>>

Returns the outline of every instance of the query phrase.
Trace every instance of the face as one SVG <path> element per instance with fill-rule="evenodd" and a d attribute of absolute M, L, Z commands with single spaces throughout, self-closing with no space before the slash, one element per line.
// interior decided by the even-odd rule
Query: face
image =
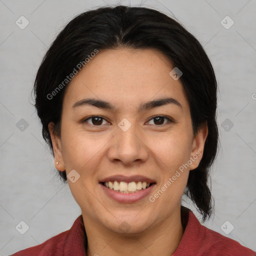
<path fill-rule="evenodd" d="M 49 128 L 56 167 L 70 178 L 84 221 L 116 232 L 126 225 L 134 234 L 180 212 L 207 127 L 193 134 L 182 85 L 169 74 L 174 68 L 154 50 L 102 50 L 68 85 L 61 135 Z"/>

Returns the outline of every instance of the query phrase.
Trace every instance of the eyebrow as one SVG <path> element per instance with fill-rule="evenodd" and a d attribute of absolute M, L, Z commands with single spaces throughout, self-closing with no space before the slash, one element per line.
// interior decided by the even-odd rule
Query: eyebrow
<path fill-rule="evenodd" d="M 157 106 L 167 105 L 168 104 L 174 104 L 183 110 L 182 104 L 177 100 L 172 98 L 166 98 L 142 103 L 137 110 L 140 112 L 144 110 L 150 110 Z M 79 100 L 75 103 L 72 108 L 75 108 L 87 105 L 92 105 L 100 108 L 110 110 L 114 110 L 116 108 L 115 106 L 111 103 L 106 102 L 105 100 L 97 100 L 94 98 L 84 98 L 81 100 Z"/>

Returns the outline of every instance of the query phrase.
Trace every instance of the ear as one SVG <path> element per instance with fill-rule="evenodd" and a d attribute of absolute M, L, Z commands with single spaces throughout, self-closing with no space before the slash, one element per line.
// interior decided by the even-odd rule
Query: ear
<path fill-rule="evenodd" d="M 65 170 L 66 168 L 63 161 L 62 146 L 60 138 L 57 136 L 54 132 L 54 124 L 51 122 L 48 124 L 50 132 L 50 138 L 52 144 L 54 154 L 54 164 L 55 168 L 60 172 Z M 58 162 L 58 164 L 56 164 Z"/>
<path fill-rule="evenodd" d="M 208 126 L 207 122 L 206 122 L 193 140 L 190 158 L 192 164 L 190 165 L 190 170 L 193 170 L 199 166 L 202 158 L 204 143 L 208 135 Z"/>

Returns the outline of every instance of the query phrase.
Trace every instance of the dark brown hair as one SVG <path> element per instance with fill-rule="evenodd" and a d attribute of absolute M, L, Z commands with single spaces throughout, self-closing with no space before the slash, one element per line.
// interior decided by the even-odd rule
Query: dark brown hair
<path fill-rule="evenodd" d="M 54 122 L 55 132 L 60 134 L 62 104 L 68 84 L 67 81 L 64 86 L 63 81 L 67 75 L 95 49 L 118 47 L 160 50 L 183 73 L 180 79 L 188 100 L 194 134 L 206 122 L 208 130 L 202 158 L 190 172 L 185 190 L 205 220 L 212 210 L 208 184 L 218 147 L 217 83 L 202 46 L 174 18 L 150 8 L 118 6 L 88 11 L 72 20 L 47 51 L 34 82 L 35 106 L 43 137 L 52 152 L 48 124 Z M 62 89 L 56 91 L 58 87 Z M 54 91 L 57 93 L 52 97 Z M 66 180 L 65 172 L 60 174 Z"/>

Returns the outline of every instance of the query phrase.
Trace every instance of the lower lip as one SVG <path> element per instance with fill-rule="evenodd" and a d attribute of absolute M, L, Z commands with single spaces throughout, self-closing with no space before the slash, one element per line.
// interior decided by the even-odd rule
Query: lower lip
<path fill-rule="evenodd" d="M 144 190 L 142 190 L 136 193 L 121 193 L 120 192 L 117 192 L 114 190 L 108 188 L 101 183 L 100 184 L 110 198 L 118 202 L 124 203 L 134 202 L 143 199 L 148 195 L 156 186 L 156 184 L 154 183 L 148 188 Z"/>

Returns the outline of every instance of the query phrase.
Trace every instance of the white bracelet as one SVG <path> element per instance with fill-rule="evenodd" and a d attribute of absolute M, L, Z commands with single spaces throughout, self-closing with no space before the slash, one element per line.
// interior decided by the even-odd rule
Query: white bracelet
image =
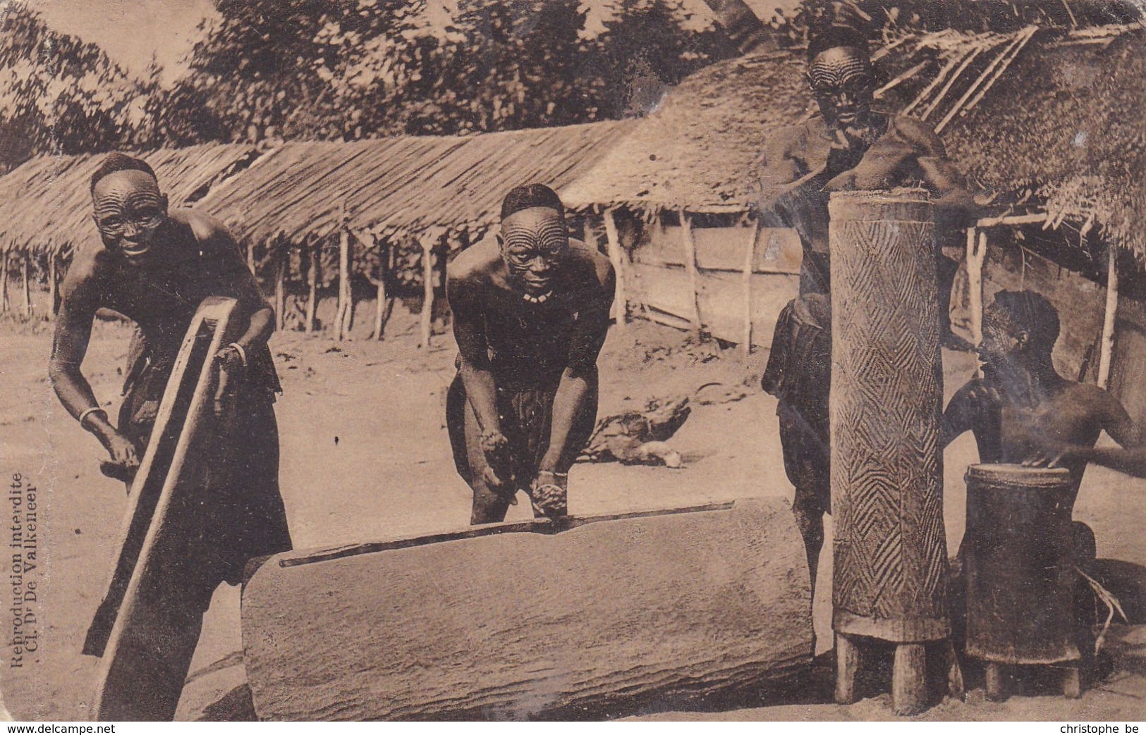
<path fill-rule="evenodd" d="M 242 345 L 240 345 L 238 342 L 231 342 L 230 345 L 227 345 L 227 347 L 235 348 L 235 351 L 238 353 L 238 358 L 243 361 L 243 368 L 246 368 L 246 350 L 243 349 Z"/>
<path fill-rule="evenodd" d="M 108 412 L 107 411 L 104 411 L 103 409 L 101 409 L 97 405 L 93 405 L 91 409 L 87 409 L 83 413 L 79 414 L 79 425 L 84 426 L 84 419 L 86 419 L 92 413 L 102 413 L 104 419 L 108 418 Z"/>

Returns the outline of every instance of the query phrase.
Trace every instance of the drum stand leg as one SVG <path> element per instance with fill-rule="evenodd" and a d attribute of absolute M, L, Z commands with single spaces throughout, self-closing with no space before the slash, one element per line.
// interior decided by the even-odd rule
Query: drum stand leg
<path fill-rule="evenodd" d="M 892 709 L 918 714 L 927 705 L 927 653 L 923 643 L 898 643 L 892 667 Z"/>
<path fill-rule="evenodd" d="M 1062 696 L 1068 700 L 1077 700 L 1082 696 L 1082 675 L 1078 664 L 1068 664 L 1062 670 Z"/>
<path fill-rule="evenodd" d="M 856 701 L 856 672 L 859 670 L 859 648 L 842 633 L 835 634 L 835 703 Z"/>
<path fill-rule="evenodd" d="M 987 698 L 991 702 L 1004 702 L 1007 697 L 1007 671 L 1003 664 L 987 662 Z"/>
<path fill-rule="evenodd" d="M 950 638 L 947 639 L 947 693 L 957 700 L 961 700 L 966 693 L 959 655 L 955 651 L 955 642 Z"/>

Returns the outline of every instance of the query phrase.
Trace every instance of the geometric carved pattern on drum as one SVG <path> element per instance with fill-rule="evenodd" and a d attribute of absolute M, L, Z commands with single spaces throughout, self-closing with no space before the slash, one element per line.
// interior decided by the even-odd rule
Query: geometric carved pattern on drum
<path fill-rule="evenodd" d="M 925 195 L 831 199 L 834 627 L 945 638 L 942 365 Z"/>

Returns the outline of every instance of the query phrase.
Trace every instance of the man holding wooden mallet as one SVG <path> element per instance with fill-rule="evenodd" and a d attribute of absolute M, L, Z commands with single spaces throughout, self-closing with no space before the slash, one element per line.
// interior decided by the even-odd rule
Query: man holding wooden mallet
<path fill-rule="evenodd" d="M 104 473 L 131 483 L 151 436 L 185 334 L 209 297 L 235 299 L 246 331 L 211 358 L 221 369 L 215 411 L 231 421 L 234 452 L 218 457 L 228 482 L 212 488 L 188 538 L 182 584 L 164 591 L 156 615 L 181 634 L 156 641 L 152 685 L 136 693 L 148 719 L 171 719 L 198 641 L 203 614 L 220 582 L 238 584 L 246 562 L 291 548 L 278 492 L 280 389 L 267 339 L 274 310 L 259 292 L 230 234 L 187 210 L 167 211 L 155 172 L 138 158 L 111 153 L 92 175 L 93 220 L 102 243 L 81 245 L 63 284 L 50 379 L 61 403 L 95 435 L 110 459 Z M 124 402 L 112 425 L 80 371 L 99 309 L 124 315 L 139 327 L 126 371 Z M 155 440 L 158 441 L 158 440 Z M 194 561 L 190 558 L 194 556 Z M 105 599 L 88 630 L 84 653 L 101 656 L 119 610 Z"/>
<path fill-rule="evenodd" d="M 961 232 L 974 208 L 963 175 L 927 125 L 872 108 L 876 78 L 864 19 L 848 8 L 841 5 L 811 29 L 808 84 L 819 116 L 776 133 L 756 172 L 755 208 L 762 221 L 794 228 L 803 245 L 800 297 L 777 323 L 763 387 L 779 398 L 784 464 L 795 485 L 792 509 L 813 586 L 824 543 L 823 516 L 831 513 L 829 198 L 833 191 L 923 187 L 935 205 L 937 229 L 948 235 Z M 939 253 L 936 258 L 942 301 L 942 284 L 949 293 L 955 263 Z"/>

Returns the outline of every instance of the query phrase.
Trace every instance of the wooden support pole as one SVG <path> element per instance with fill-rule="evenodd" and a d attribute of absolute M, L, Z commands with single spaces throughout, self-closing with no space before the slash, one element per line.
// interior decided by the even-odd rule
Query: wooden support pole
<path fill-rule="evenodd" d="M 936 133 L 942 133 L 943 128 L 945 128 L 948 124 L 955 119 L 955 116 L 959 112 L 959 110 L 963 109 L 963 105 L 966 104 L 967 100 L 971 98 L 971 95 L 973 95 L 975 90 L 979 89 L 983 85 L 983 82 L 987 81 L 988 78 L 990 78 L 990 76 L 995 72 L 995 69 L 999 65 L 1003 58 L 1007 56 L 1011 53 L 1011 49 L 1013 49 L 1019 44 L 1019 39 L 1021 37 L 1022 35 L 1020 33 L 1014 38 L 1013 41 L 1010 42 L 1004 41 L 1004 44 L 1007 44 L 1007 47 L 1002 53 L 999 53 L 999 55 L 996 56 L 991 63 L 987 65 L 987 69 L 984 69 L 983 72 L 979 74 L 979 78 L 975 79 L 975 81 L 973 81 L 971 86 L 967 87 L 967 90 L 963 93 L 963 96 L 959 97 L 959 101 L 956 102 L 955 105 L 952 105 L 951 109 L 947 111 L 947 114 L 943 116 L 943 119 L 940 120 L 939 125 L 935 126 Z"/>
<path fill-rule="evenodd" d="M 8 311 L 8 253 L 0 253 L 0 314 Z"/>
<path fill-rule="evenodd" d="M 60 311 L 60 286 L 57 283 L 57 261 L 55 252 L 48 253 L 48 313 L 55 316 Z"/>
<path fill-rule="evenodd" d="M 418 347 L 429 349 L 433 330 L 433 246 L 437 238 L 423 235 L 422 245 L 422 330 Z"/>
<path fill-rule="evenodd" d="M 32 260 L 30 253 L 24 253 L 19 261 L 19 276 L 24 284 L 24 317 L 32 318 L 32 284 L 29 280 L 29 262 Z"/>
<path fill-rule="evenodd" d="M 1118 316 L 1118 247 L 1109 244 L 1106 271 L 1106 315 L 1102 318 L 1102 345 L 1098 355 L 1098 387 L 1106 388 L 1110 379 L 1110 358 L 1114 354 L 1114 323 Z"/>
<path fill-rule="evenodd" d="M 760 237 L 760 220 L 748 223 L 748 242 L 744 248 L 744 332 L 740 338 L 740 354 L 745 359 L 752 356 L 752 271 L 756 263 L 756 239 Z"/>
<path fill-rule="evenodd" d="M 597 244 L 597 235 L 592 231 L 591 216 L 591 214 L 584 215 L 584 223 L 581 227 L 581 239 L 592 250 L 601 250 L 601 245 Z"/>
<path fill-rule="evenodd" d="M 1010 672 L 1003 664 L 992 661 L 987 662 L 987 701 L 1004 702 L 1010 694 L 1007 691 L 1007 678 Z"/>
<path fill-rule="evenodd" d="M 692 291 L 692 331 L 700 335 L 704 327 L 700 317 L 700 271 L 697 268 L 697 240 L 692 237 L 692 220 L 681 210 L 681 242 L 684 244 L 684 269 L 689 274 L 689 290 Z"/>
<path fill-rule="evenodd" d="M 387 242 L 378 252 L 378 277 L 374 280 L 374 285 L 378 289 L 378 302 L 374 310 L 374 339 L 379 341 L 386 329 L 386 277 L 391 271 L 387 262 L 390 258 L 393 258 L 393 248 Z"/>
<path fill-rule="evenodd" d="M 322 268 L 322 259 L 319 256 L 319 244 L 311 243 L 308 251 L 311 256 L 311 271 L 307 274 L 307 286 L 309 293 L 306 299 L 306 333 L 314 332 L 314 317 L 319 306 L 319 269 Z"/>
<path fill-rule="evenodd" d="M 286 270 L 290 268 L 290 251 L 285 242 L 278 244 L 275 258 L 275 329 L 282 331 L 286 326 Z"/>
<path fill-rule="evenodd" d="M 613 263 L 613 272 L 617 276 L 617 292 L 613 295 L 613 317 L 618 326 L 623 326 L 629 322 L 629 271 L 625 267 L 625 248 L 621 247 L 621 238 L 617 231 L 617 219 L 613 216 L 612 210 L 605 210 L 604 220 L 609 260 Z"/>
<path fill-rule="evenodd" d="M 982 50 L 983 50 L 982 48 L 976 47 L 972 49 L 971 53 L 968 53 L 966 56 L 963 57 L 963 63 L 959 64 L 959 68 L 955 70 L 955 73 L 951 74 L 951 77 L 947 80 L 947 84 L 943 85 L 943 88 L 940 89 L 939 94 L 935 95 L 935 98 L 932 100 L 931 105 L 928 105 L 928 108 L 920 116 L 919 118 L 920 120 L 927 120 L 927 118 L 931 117 L 931 113 L 934 112 L 936 109 L 939 109 L 940 103 L 943 102 L 943 97 L 947 96 L 947 93 L 951 90 L 951 87 L 955 85 L 955 82 L 959 79 L 959 77 L 967 69 L 967 66 L 971 65 L 971 62 L 975 61 L 975 58 L 979 56 L 979 54 L 982 53 Z"/>
<path fill-rule="evenodd" d="M 967 280 L 971 303 L 972 345 L 979 347 L 983 340 L 983 261 L 987 258 L 987 232 L 967 228 Z"/>
<path fill-rule="evenodd" d="M 346 339 L 348 311 L 351 309 L 351 234 L 343 228 L 338 234 L 338 309 L 335 329 L 338 341 Z"/>

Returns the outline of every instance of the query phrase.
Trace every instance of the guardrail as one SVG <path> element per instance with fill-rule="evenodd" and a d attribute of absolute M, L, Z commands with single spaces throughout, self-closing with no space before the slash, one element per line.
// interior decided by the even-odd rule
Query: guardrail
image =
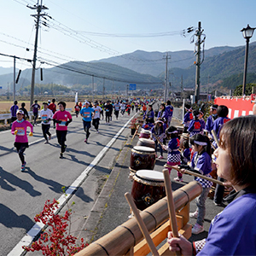
<path fill-rule="evenodd" d="M 68 112 L 72 112 L 72 108 L 66 108 L 67 111 Z M 29 120 L 31 121 L 33 117 L 33 112 L 32 111 L 28 111 L 28 116 L 29 116 Z M 12 115 L 10 113 L 2 113 L 0 114 L 0 121 L 4 120 L 4 125 L 7 125 L 8 120 L 12 118 Z"/>

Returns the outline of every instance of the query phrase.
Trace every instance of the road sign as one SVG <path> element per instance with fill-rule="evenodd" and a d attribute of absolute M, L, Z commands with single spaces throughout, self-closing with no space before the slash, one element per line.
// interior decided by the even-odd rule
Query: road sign
<path fill-rule="evenodd" d="M 136 84 L 130 84 L 129 90 L 136 90 Z"/>

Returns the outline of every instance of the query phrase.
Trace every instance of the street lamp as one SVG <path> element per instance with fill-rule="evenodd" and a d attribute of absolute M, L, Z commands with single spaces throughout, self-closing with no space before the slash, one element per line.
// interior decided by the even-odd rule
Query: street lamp
<path fill-rule="evenodd" d="M 244 60 L 244 73 L 243 73 L 243 82 L 242 82 L 242 92 L 241 96 L 245 95 L 245 88 L 247 84 L 247 59 L 248 59 L 248 50 L 249 50 L 249 41 L 253 37 L 255 27 L 251 27 L 249 24 L 247 28 L 243 28 L 241 32 L 242 32 L 243 38 L 247 41 L 246 50 L 245 50 L 245 60 Z"/>

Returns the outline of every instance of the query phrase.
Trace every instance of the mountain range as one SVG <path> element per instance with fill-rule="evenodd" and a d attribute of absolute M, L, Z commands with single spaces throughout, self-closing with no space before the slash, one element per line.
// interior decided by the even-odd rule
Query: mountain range
<path fill-rule="evenodd" d="M 242 84 L 245 46 L 214 47 L 204 51 L 201 65 L 202 90 L 234 89 Z M 256 82 L 256 42 L 249 47 L 247 83 Z M 203 56 L 203 54 L 201 54 Z M 181 81 L 183 88 L 194 88 L 195 80 L 195 53 L 192 50 L 168 52 L 168 76 L 171 89 L 179 90 Z M 160 89 L 165 81 L 166 53 L 137 50 L 120 56 L 110 57 L 90 62 L 70 61 L 61 66 L 36 72 L 37 84 L 57 84 L 73 90 L 121 90 L 126 84 L 137 84 L 137 89 Z M 18 71 L 17 71 L 18 73 Z M 32 69 L 21 72 L 17 90 L 31 83 Z M 105 79 L 103 79 L 105 78 Z M 0 67 L 0 86 L 12 88 L 13 69 Z"/>

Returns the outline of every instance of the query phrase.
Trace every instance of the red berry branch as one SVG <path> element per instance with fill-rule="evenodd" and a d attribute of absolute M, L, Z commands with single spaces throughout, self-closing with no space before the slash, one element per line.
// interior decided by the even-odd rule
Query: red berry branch
<path fill-rule="evenodd" d="M 66 256 L 73 255 L 88 246 L 83 238 L 78 245 L 78 238 L 70 235 L 71 210 L 66 211 L 64 216 L 55 214 L 58 204 L 55 199 L 52 202 L 49 200 L 45 201 L 44 210 L 34 219 L 48 225 L 48 230 L 44 230 L 30 247 L 23 247 L 23 249 L 27 252 L 42 251 L 43 255 Z"/>

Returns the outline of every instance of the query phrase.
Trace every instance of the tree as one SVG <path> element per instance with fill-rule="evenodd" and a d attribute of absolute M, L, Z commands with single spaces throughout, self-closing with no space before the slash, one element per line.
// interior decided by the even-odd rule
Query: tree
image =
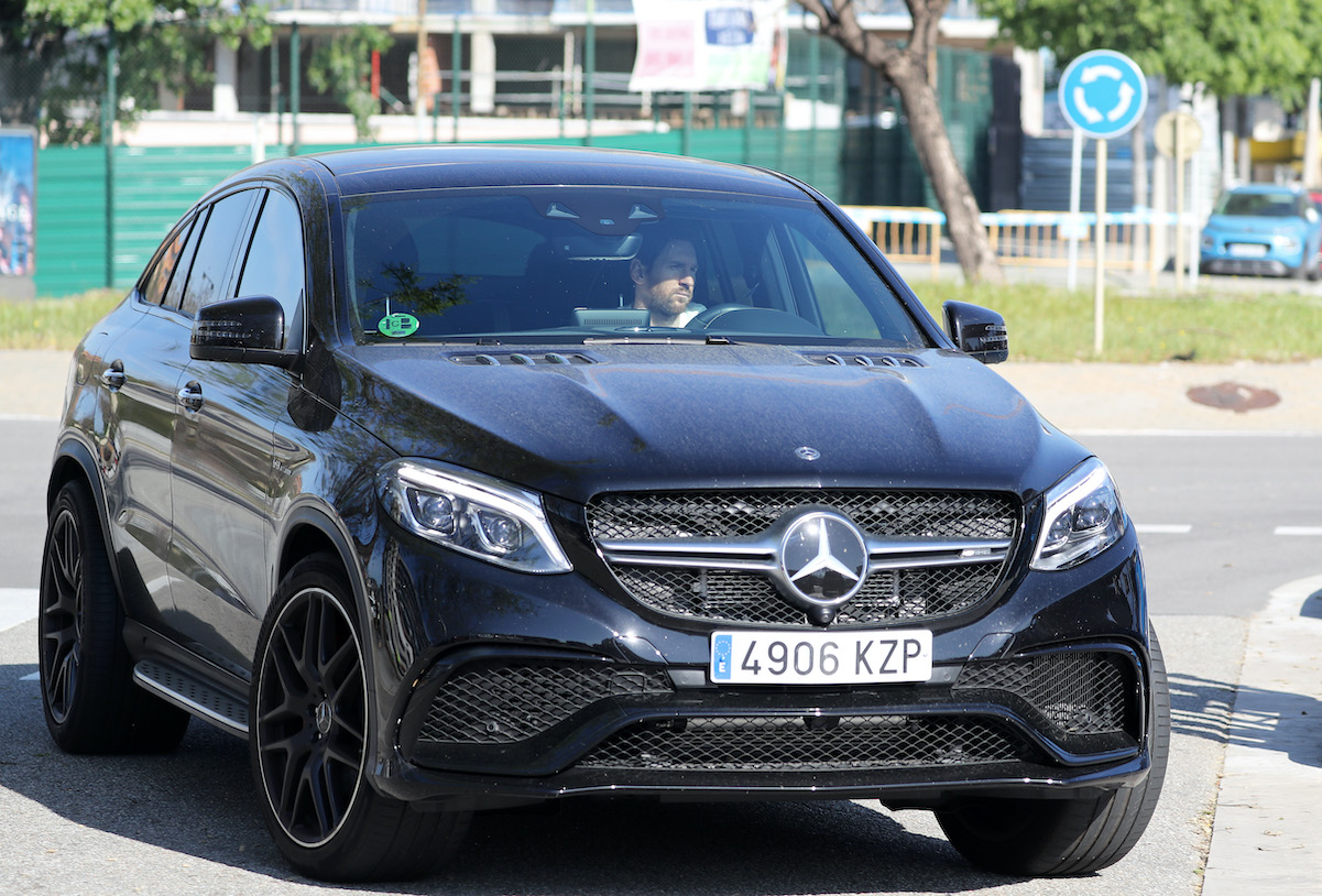
<path fill-rule="evenodd" d="M 887 42 L 863 30 L 858 22 L 858 0 L 797 1 L 817 17 L 822 34 L 895 85 L 904 103 L 914 149 L 945 213 L 964 276 L 970 281 L 1001 283 L 1001 266 L 978 221 L 978 202 L 954 155 L 929 77 L 928 61 L 936 50 L 941 16 L 949 0 L 904 0 L 914 22 L 904 42 Z"/>
<path fill-rule="evenodd" d="M 1021 46 L 1060 63 L 1092 49 L 1130 57 L 1149 75 L 1203 83 L 1222 99 L 1270 94 L 1298 107 L 1319 74 L 1322 9 L 1309 0 L 978 0 Z M 1236 116 L 1248 137 L 1247 116 Z"/>
<path fill-rule="evenodd" d="M 319 46 L 308 63 L 308 83 L 323 93 L 333 91 L 349 107 L 360 141 L 371 139 L 369 122 L 378 102 L 368 82 L 371 54 L 390 49 L 391 44 L 394 38 L 383 28 L 358 25 Z"/>
<path fill-rule="evenodd" d="M 978 9 L 1005 37 L 1048 48 L 1062 63 L 1107 48 L 1218 96 L 1298 103 L 1322 53 L 1322 9 L 1301 0 L 978 0 Z"/>
<path fill-rule="evenodd" d="M 56 143 L 100 139 L 114 33 L 116 120 L 160 104 L 160 87 L 205 85 L 215 40 L 266 46 L 263 8 L 231 0 L 0 0 L 0 115 Z"/>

<<

_Your goal_:
Extract each line from the items above that contains the string "pole", copying those lines in their original order.

_Result of the task_:
Trace every instance of the wooden support pole as one SVG <path> element per instance with fill-rule="evenodd" and a d attribute of absolute M, L, Z commands with single spaces throughout, self-closing with no space before the slash, one element per line.
Query: wooden support pole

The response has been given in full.